* [Set problem]:
Write out each record again exactly as it stands.
START
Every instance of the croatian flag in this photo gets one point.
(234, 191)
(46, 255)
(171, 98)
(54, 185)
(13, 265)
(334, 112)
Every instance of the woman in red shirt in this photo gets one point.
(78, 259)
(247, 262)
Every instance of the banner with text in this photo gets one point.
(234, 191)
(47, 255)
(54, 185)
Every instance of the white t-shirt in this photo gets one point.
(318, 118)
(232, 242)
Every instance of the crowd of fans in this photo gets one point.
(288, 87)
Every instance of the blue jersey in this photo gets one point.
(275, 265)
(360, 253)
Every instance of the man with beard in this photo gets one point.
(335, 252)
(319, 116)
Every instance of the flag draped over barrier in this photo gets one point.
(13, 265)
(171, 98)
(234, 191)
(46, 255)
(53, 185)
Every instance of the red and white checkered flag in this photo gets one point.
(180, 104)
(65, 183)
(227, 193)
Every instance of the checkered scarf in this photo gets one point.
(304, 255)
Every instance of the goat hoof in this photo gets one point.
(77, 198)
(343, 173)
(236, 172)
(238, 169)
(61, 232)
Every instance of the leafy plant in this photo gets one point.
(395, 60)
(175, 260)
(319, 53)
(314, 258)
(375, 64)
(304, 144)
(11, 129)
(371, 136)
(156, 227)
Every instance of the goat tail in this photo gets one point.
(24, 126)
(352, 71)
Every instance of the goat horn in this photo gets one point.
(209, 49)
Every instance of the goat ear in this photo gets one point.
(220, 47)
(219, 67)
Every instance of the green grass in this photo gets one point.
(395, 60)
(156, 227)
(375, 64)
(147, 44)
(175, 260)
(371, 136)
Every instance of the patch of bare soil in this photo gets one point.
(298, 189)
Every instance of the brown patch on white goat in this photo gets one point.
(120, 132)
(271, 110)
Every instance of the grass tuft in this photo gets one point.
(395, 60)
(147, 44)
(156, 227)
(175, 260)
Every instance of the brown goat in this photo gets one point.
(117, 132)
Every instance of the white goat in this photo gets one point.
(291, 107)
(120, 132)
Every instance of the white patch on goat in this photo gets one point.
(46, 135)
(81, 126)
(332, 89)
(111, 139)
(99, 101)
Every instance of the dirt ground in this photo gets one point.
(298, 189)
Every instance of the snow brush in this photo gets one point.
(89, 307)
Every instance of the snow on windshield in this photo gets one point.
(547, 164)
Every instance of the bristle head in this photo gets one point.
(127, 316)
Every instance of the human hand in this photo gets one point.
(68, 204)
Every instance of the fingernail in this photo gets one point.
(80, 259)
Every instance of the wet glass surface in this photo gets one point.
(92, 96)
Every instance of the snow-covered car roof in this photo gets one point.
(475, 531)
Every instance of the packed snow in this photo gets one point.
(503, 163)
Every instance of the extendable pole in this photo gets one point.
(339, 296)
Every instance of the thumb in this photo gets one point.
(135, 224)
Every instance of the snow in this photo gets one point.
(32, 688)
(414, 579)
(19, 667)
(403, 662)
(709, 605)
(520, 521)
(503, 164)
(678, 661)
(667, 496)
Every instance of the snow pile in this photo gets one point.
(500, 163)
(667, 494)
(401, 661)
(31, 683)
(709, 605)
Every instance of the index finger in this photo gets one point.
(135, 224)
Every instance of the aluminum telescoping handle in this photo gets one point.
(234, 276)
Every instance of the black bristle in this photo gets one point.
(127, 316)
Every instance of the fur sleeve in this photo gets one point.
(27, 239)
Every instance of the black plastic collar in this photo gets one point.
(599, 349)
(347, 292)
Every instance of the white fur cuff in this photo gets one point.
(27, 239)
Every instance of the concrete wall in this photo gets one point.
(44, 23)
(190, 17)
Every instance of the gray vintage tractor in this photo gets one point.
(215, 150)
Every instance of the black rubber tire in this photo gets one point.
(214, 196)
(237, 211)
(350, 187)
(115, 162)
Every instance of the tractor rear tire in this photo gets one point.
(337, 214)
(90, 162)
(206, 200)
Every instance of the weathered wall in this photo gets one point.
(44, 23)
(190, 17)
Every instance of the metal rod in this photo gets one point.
END
* [Output of the task]:
Every instance of the croatian flag in this photo gets one point.
(234, 191)
(46, 255)
(171, 98)
(54, 185)
(13, 265)
(334, 112)
Every instance of the woman in red shirt in this photo gets one point.
(78, 259)
(247, 262)
Every instance of the banner with text in this photo gets one point.
(234, 191)
(47, 255)
(54, 185)
Every instance of the white t-shirt in this photo gets one point.
(318, 118)
(232, 242)
Every instance of the crowd of fans in this photo gets one point.
(288, 87)
Every instance of the blue jersey in this photo gets one point.
(275, 265)
(360, 253)
Every instance of the man with beard in this photo gets one point.
(335, 252)
(319, 116)
Every instance of the flag draped over barrier in this photo gets one point.
(13, 265)
(171, 98)
(234, 191)
(46, 255)
(53, 185)
Every instance of the red and white checkered flag in this photo gets one point.
(180, 104)
(65, 183)
(227, 193)
Every instance of the checkered scarf in this photo gets one point.
(304, 255)
Every instance of the goat hoof in this photo gets one point.
(77, 198)
(343, 173)
(236, 172)
(238, 169)
(61, 232)
Every instance of the leafy plant in this photo gets one point.
(395, 60)
(175, 260)
(319, 53)
(314, 258)
(375, 64)
(304, 144)
(11, 129)
(371, 136)
(156, 227)
Every instance of the goat tail in this photo gets one point.
(24, 126)
(352, 71)
Every instance of the goat horn in this photo gets one point.
(209, 49)
Every instance of the goat ear in this photo gets one point.
(220, 47)
(219, 67)
Every instance of the green grass in this photo gets one point.
(395, 60)
(156, 227)
(375, 64)
(147, 44)
(175, 260)
(371, 136)
Every instance of the patch of bare soil in this photo gets one point.
(298, 189)
Every instance of the brown patch on white goat in this photo gets one point.
(120, 132)
(271, 110)
Every instance of the grass tuft in this photo gets one point.
(395, 60)
(147, 44)
(156, 227)
(175, 260)
Every instance of the brown goat in this photo gets one point.
(117, 132)
Every instance of the white goat in this photo gets one point.
(291, 107)
(120, 132)
Every instance of the white patch on goat in this photo gets one point.
(46, 135)
(81, 126)
(332, 89)
(111, 139)
(99, 101)
Every instance of the dirt ground in this photo gets one point.
(298, 189)
Every instance of the snow brush in this photo gets one point.
(89, 307)
Every instance of the snow on windshield in this photo gets one point.
(547, 164)
Every instance of the bristle head in this photo gets one point.
(127, 316)
Every instance of the human hand in this photo gets one point.
(68, 204)
Every instance of the fingernail in this photo gets one point.
(80, 259)
Every instance of the wet glass surface in this photo gets one point.
(92, 96)
Every instance of the snow-covered car roof in this photo gets one point.
(475, 531)
Every instance of the packed snow in this photo gets one point.
(503, 163)
Every instance of the extendable pole in this photo gets one point.
(339, 296)
Every instance of the thumb in this photo gets one point.
(135, 224)
Every instance of the snow in this photo gets one point.
(32, 688)
(414, 579)
(19, 667)
(403, 662)
(709, 605)
(520, 521)
(503, 164)
(678, 661)
(667, 496)
Every instance of the snow pile in this photo gets one point.
(500, 163)
(667, 494)
(401, 661)
(31, 683)
(709, 605)
Every instance of the index finger in this photo gets one point.
(135, 224)
Every instance of the aluminum telescoping handle in this photo gets one point.
(234, 276)
Every instance of the black bristle in this photo gets one point.
(127, 316)
Every instance of the fur sleeve in this photo gets one point.
(27, 239)
Every instance of the black plastic collar in this photo gets one point.
(599, 349)
(347, 292)
Every instance of the white fur cuff in this photo gets one point.
(27, 239)
Every instance of the concrete wall in this photo gets one point.
(44, 23)
(190, 17)
Every instance of the gray vintage tractor in this photo gets one point.
(215, 150)
Every instance of the black rubber tire in this photo gets one point.
(214, 196)
(237, 211)
(350, 187)
(115, 162)
Every instance of the tractor rear tire in this photo gets one point.
(337, 214)
(90, 162)
(206, 200)
Every instance of the weathered wall in this photo gets one point.
(44, 23)
(190, 17)
Every instance of the metal rod in this photo gets one point.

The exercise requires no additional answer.